**Source text**
────
Jacinda Ardern is playing a sleight of hand game by not informing the NZ people of the consequences of the "wait and see what happens", after you elect a Labour led government.
Jacinda and her team ,led by Robertson are devious.
It seems that people are beginning to sense what's in the murk, I see a demand for more information starting to develop amongst voters.

The Venezuela flu is starting to wilt under the unanswered and less than fully answered questions from the people.

Sion said...

Money used to buy much more influence then it does now.

Guerilla Surgeon said...
This comment has been removed by the author.
greywarbler said...

Like your hologram of Princess Leia, She entrusted her message to a faithful droid? who delivered. I hope Robertson is as valuable a vessel as his roly poly film version was.

peteswriteplace said...

WE will have to wait and see.

John Stowell said...

All for a wide remit and as broad a group of participants in the tax review as can be achieved. Participatory democracy actually mentioned. Great.! It will take more time, but real deliberation is slow. Some signs that Labour may be more than National lite.

Kat said...

Labours tax working group might recommend reducing GST as a swap for a CGT. Wouldn't that be poetic justice.

B'art Homme said...

Sounds a little like our Think tank on homelessness 2012 (which included homeless people)... it's just this kind of blue skies thinking a new left government needs.

Re-write economy with egalitarianism at the fore and ECO key to eco-nomy.

Guerilla Surgeon said...

We had the Royal commission on social policy under Lange didn't we? How did that work out? Ignored and/or road roughshod over by Roger Douglas and the like. If she's going to do something like this, she'd better start marginalising some of the RWNJ's in the Labour caucus.
God I really must do editing a bit better. :)

g said...

Really like that idea Barry
If alert people change their way of writing the word to - eco-nomy - it makes a noticeable point every time it is written. An annoying splinter that can't be dug out of the mind, incorporating the whole message of urgent need for change intrinsic in the word.
────
**Required action A**
Can you write out the comment thread from "John Stowell said..." to "left government needs.", swapping "tax" for "welfare"?
**Required action B**
Could you carry the comment thread on Labour's tax working group forward from its last line?

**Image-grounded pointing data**
────
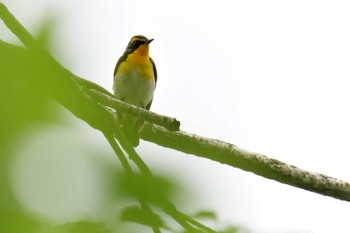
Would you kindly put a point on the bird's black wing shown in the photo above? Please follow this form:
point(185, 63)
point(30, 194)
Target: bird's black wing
point(154, 70)
point(120, 60)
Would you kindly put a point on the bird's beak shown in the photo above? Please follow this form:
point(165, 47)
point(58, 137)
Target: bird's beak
point(149, 41)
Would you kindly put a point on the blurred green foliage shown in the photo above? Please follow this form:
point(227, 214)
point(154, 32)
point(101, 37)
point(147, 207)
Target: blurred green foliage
point(25, 104)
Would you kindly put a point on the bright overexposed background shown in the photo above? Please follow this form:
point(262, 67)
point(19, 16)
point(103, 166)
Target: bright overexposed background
point(269, 76)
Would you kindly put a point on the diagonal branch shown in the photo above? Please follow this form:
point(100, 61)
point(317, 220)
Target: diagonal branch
point(258, 164)
point(67, 89)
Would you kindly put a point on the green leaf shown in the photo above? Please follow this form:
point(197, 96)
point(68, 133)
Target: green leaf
point(142, 216)
point(205, 214)
point(153, 189)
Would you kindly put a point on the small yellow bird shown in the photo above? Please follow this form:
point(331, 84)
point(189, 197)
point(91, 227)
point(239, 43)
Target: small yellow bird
point(135, 78)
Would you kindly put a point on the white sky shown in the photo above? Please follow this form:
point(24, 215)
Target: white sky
point(269, 76)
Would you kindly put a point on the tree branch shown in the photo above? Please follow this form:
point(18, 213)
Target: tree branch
point(212, 149)
point(258, 164)
point(66, 88)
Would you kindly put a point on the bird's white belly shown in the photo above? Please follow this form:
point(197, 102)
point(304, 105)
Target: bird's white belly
point(134, 89)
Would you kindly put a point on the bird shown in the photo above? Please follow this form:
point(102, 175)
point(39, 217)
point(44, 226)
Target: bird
point(135, 79)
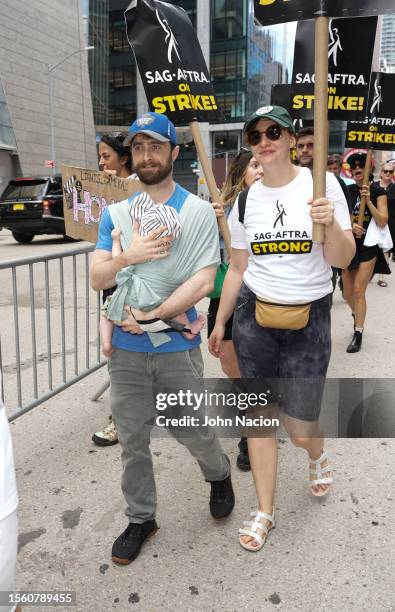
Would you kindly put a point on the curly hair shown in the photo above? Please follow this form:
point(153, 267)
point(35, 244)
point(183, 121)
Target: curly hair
point(115, 141)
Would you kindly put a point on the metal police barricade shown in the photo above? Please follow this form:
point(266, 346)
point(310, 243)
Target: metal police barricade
point(49, 327)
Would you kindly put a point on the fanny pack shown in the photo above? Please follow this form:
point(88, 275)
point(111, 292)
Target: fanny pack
point(282, 316)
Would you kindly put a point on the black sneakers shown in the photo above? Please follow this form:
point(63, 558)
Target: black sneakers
point(222, 498)
point(356, 343)
point(127, 547)
point(243, 460)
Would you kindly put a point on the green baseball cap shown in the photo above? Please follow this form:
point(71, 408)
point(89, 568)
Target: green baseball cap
point(276, 113)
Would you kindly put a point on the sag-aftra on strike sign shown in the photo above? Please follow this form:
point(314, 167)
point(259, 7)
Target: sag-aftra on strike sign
point(277, 11)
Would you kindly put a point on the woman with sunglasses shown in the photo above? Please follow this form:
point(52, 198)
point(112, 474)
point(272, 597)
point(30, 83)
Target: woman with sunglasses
point(275, 262)
point(243, 172)
point(386, 181)
point(366, 260)
point(116, 159)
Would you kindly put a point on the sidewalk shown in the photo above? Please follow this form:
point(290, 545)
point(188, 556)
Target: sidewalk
point(331, 554)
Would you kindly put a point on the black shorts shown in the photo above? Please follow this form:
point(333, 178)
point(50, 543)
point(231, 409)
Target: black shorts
point(363, 253)
point(211, 315)
point(291, 363)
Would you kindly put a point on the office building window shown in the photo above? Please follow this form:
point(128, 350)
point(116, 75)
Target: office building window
point(118, 42)
point(122, 115)
point(229, 65)
point(233, 104)
point(226, 142)
point(122, 77)
point(229, 19)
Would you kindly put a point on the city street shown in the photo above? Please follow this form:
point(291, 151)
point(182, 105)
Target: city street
point(337, 553)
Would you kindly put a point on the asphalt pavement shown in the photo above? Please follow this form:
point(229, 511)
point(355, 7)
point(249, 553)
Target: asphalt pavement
point(330, 554)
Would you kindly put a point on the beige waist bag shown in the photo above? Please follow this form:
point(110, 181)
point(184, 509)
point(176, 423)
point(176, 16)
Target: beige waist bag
point(281, 316)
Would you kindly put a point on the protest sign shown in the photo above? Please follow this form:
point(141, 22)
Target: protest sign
point(175, 76)
point(268, 12)
point(170, 61)
point(378, 129)
point(86, 194)
point(348, 69)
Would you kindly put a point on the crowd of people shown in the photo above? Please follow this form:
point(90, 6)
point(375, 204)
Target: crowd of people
point(269, 319)
point(276, 293)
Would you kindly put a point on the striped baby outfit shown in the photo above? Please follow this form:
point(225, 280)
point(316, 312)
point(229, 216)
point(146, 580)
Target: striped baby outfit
point(151, 216)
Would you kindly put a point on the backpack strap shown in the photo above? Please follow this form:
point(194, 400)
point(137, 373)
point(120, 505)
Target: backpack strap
point(242, 201)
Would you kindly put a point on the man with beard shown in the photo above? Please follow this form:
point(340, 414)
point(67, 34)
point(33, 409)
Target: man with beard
point(182, 272)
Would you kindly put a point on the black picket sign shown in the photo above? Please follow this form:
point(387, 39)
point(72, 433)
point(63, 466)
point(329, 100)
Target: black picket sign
point(378, 129)
point(268, 12)
point(350, 54)
point(171, 62)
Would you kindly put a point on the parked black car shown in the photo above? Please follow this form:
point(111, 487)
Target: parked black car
point(31, 206)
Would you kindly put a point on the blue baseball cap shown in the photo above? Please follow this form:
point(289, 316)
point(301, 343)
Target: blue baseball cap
point(155, 125)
────
**Task result A**
John Stowell said...

All for a wide remit and as broad a group of participants in the welfare review as can be achieved. Participatory democracy actually mentioned. Great.! It will take more time, but real deliberation is slow. Some signs that Labour may be more than National lite.

Kat said...

Labours welfare working group might recommend reducing GST as a swap for a CGT. Wouldn't that be poetic justice.

B'art Homme said...

Sounds a little like our Think tank on homelessness 2012 (which included homeless people)... it's just this kind of blue skies thinking a new left government needs.

**Task result B**
Anonymous said...

In the absence of real policy changes to show Labour moving to the left, Chris Trotter resorts (not for the first time) to fanfiction. I look forward to the next one, where Winston and Gareth Morgan confess their long held secret love for eachother.

Kat said...

Whatever Labour does with the recommendations of any "working group" I can only agree with the general sentiments of GS@07:58. I would go further and say that the sycophantic celebrity loving commentators who currently inhabit the MSM need severe reigning in or be replaced. We all know who they are, they know we know who they are and they need to be made bluntly aware that their opinionated spin has no place in the running of this country. We want real investigative journalism that scrutinizes govt policy and holds ALL politicians to account.

greywarbler said...

I really enjoy this blog. In the latest expansive idea Anonymous, whatever that is, of 10.41 10/9 has dreamed up a fascinating pairing which would rival the climactic confrontation with locked horns between Brobdingnagian mythical beasts.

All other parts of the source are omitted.